*ACTION ITEM*: If a line in the material below has the word "shoelace", copy it.
*** Block opens ***
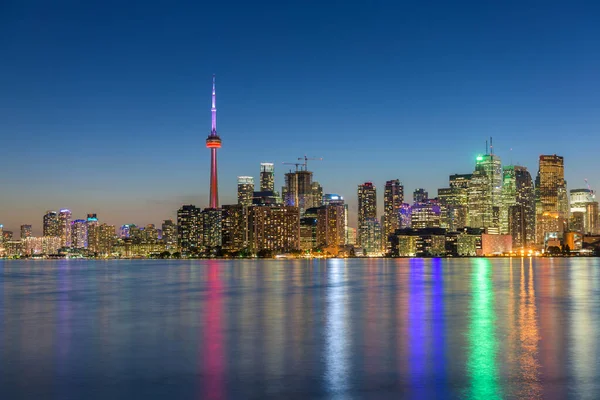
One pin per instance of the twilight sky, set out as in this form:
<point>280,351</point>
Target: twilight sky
<point>105,106</point>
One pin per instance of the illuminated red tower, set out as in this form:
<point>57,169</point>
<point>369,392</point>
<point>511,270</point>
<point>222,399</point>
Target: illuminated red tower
<point>213,142</point>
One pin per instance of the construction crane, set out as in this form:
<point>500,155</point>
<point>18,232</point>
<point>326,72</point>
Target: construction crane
<point>297,165</point>
<point>305,158</point>
<point>592,195</point>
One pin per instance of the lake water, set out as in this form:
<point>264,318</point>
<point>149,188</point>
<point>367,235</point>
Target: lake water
<point>339,329</point>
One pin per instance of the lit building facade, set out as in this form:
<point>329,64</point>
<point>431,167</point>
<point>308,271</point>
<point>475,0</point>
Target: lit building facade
<point>393,198</point>
<point>274,228</point>
<point>245,190</point>
<point>551,198</point>
<point>367,211</point>
<point>51,224</point>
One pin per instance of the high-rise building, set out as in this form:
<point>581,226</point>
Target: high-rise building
<point>298,190</point>
<point>25,231</point>
<point>213,142</point>
<point>51,225</point>
<point>189,229</point>
<point>274,228</point>
<point>234,227</point>
<point>245,190</point>
<point>211,229</point>
<point>367,210</point>
<point>517,211</point>
<point>169,234</point>
<point>79,234</point>
<point>267,177</point>
<point>64,226</point>
<point>485,193</point>
<point>393,198</point>
<point>317,194</point>
<point>93,233</point>
<point>106,234</point>
<point>331,227</point>
<point>584,211</point>
<point>551,200</point>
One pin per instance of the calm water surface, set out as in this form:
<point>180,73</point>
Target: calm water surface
<point>339,329</point>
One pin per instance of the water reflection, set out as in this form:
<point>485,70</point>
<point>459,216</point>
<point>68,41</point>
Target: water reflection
<point>336,331</point>
<point>481,364</point>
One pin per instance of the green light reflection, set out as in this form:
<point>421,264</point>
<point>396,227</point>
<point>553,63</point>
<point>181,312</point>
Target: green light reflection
<point>481,364</point>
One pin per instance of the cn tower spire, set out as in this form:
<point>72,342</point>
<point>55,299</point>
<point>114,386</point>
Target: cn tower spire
<point>213,142</point>
<point>213,111</point>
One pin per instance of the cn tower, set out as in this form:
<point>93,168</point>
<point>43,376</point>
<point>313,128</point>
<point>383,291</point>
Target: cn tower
<point>213,142</point>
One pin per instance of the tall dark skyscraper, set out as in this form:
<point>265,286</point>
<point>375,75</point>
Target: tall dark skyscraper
<point>267,177</point>
<point>51,227</point>
<point>552,198</point>
<point>393,197</point>
<point>367,211</point>
<point>213,142</point>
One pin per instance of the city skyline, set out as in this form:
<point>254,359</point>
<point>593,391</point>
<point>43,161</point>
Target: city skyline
<point>120,133</point>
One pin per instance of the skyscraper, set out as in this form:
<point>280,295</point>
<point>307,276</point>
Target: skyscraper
<point>517,211</point>
<point>267,177</point>
<point>393,197</point>
<point>213,142</point>
<point>245,190</point>
<point>25,231</point>
<point>367,210</point>
<point>551,200</point>
<point>79,234</point>
<point>485,193</point>
<point>51,225</point>
<point>64,226</point>
<point>189,229</point>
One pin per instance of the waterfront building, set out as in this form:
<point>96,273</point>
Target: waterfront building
<point>189,229</point>
<point>51,224</point>
<point>393,198</point>
<point>267,177</point>
<point>274,228</point>
<point>367,211</point>
<point>245,190</point>
<point>551,199</point>
<point>64,226</point>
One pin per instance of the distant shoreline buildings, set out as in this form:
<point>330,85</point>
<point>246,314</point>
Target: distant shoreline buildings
<point>493,210</point>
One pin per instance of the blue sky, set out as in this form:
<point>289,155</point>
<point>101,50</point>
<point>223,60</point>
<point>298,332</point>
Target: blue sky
<point>105,106</point>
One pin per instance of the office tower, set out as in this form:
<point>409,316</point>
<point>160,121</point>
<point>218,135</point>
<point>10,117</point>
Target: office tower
<point>420,196</point>
<point>93,233</point>
<point>169,234</point>
<point>234,228</point>
<point>298,190</point>
<point>584,214</point>
<point>485,193</point>
<point>371,237</point>
<point>267,177</point>
<point>331,227</point>
<point>51,225</point>
<point>552,200</point>
<point>25,231</point>
<point>517,211</point>
<point>79,234</point>
<point>308,230</point>
<point>367,209</point>
<point>64,227</point>
<point>213,142</point>
<point>211,229</point>
<point>425,214</point>
<point>393,197</point>
<point>453,202</point>
<point>106,235</point>
<point>245,190</point>
<point>273,228</point>
<point>189,229</point>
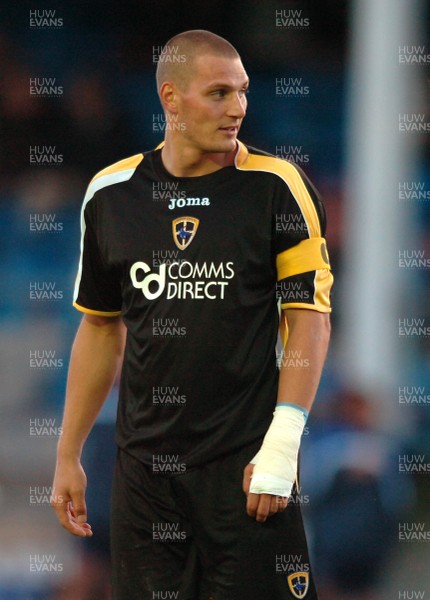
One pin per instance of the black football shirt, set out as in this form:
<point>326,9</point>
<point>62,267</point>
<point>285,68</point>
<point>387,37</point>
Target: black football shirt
<point>197,267</point>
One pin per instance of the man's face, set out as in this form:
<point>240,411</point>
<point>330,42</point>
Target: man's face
<point>214,103</point>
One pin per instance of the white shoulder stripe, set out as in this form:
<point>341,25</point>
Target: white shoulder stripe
<point>105,180</point>
<point>96,185</point>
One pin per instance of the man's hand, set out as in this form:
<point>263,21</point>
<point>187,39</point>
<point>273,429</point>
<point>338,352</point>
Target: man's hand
<point>68,497</point>
<point>261,506</point>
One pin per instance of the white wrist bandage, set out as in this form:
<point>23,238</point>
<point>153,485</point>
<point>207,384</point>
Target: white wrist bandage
<point>276,462</point>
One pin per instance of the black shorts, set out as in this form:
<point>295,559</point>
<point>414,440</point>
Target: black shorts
<point>188,537</point>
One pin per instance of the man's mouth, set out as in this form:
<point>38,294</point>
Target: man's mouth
<point>232,129</point>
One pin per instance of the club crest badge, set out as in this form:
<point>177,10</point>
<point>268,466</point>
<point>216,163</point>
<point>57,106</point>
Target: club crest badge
<point>184,231</point>
<point>299,584</point>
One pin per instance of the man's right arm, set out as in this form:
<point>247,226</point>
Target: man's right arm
<point>95,359</point>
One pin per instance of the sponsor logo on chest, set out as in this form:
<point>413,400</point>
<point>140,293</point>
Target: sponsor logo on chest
<point>182,202</point>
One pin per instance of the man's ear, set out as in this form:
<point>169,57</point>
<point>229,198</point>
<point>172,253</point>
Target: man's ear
<point>169,97</point>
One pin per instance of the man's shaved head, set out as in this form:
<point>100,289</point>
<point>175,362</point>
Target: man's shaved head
<point>177,57</point>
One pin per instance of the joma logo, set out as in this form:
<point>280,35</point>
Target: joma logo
<point>181,202</point>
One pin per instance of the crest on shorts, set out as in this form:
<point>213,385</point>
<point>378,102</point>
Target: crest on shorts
<point>299,584</point>
<point>184,230</point>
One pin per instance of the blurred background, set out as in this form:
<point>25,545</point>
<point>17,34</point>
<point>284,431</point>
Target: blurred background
<point>340,88</point>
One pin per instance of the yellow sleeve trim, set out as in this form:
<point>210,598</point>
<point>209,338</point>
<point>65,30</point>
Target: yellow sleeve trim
<point>308,255</point>
<point>323,282</point>
<point>123,165</point>
<point>98,313</point>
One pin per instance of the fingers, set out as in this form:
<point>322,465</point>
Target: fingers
<point>262,506</point>
<point>72,514</point>
<point>247,474</point>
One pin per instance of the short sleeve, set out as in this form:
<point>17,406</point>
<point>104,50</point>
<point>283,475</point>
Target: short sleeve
<point>98,285</point>
<point>304,278</point>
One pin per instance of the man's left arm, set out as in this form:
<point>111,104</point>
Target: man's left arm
<point>300,372</point>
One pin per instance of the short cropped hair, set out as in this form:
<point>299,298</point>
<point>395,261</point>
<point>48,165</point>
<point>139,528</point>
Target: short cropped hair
<point>179,53</point>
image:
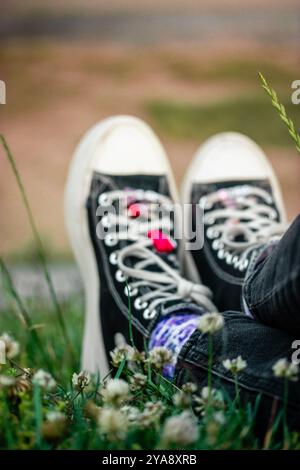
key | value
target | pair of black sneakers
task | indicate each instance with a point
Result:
(143, 253)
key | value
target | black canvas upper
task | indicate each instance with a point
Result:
(114, 304)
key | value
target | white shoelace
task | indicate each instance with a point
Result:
(165, 282)
(242, 216)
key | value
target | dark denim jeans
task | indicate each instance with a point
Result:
(272, 293)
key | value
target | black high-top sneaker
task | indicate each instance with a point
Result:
(120, 218)
(231, 184)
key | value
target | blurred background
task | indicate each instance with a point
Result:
(188, 68)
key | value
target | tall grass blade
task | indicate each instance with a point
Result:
(39, 244)
(10, 288)
(281, 111)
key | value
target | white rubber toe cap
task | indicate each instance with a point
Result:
(230, 156)
(129, 147)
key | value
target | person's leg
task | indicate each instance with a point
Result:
(260, 346)
(272, 288)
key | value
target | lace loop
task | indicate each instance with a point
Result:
(164, 284)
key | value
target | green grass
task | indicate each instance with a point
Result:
(24, 422)
(251, 115)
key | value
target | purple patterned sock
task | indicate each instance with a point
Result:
(172, 333)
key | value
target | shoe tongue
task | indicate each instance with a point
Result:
(161, 242)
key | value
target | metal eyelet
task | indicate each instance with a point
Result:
(105, 221)
(110, 240)
(212, 233)
(129, 291)
(140, 305)
(229, 258)
(104, 200)
(120, 277)
(209, 220)
(217, 244)
(113, 258)
(149, 314)
(244, 265)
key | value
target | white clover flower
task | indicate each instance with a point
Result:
(152, 414)
(159, 357)
(180, 430)
(7, 381)
(182, 399)
(132, 413)
(235, 365)
(112, 422)
(137, 381)
(136, 356)
(210, 323)
(55, 417)
(115, 392)
(283, 368)
(209, 397)
(12, 347)
(119, 354)
(81, 381)
(44, 380)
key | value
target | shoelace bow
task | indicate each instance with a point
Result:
(165, 282)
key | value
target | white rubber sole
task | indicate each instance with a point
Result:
(81, 170)
(197, 173)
*** Block closes ***
*COMPLETED TASK*:
target | white shoelace
target | shoelace bow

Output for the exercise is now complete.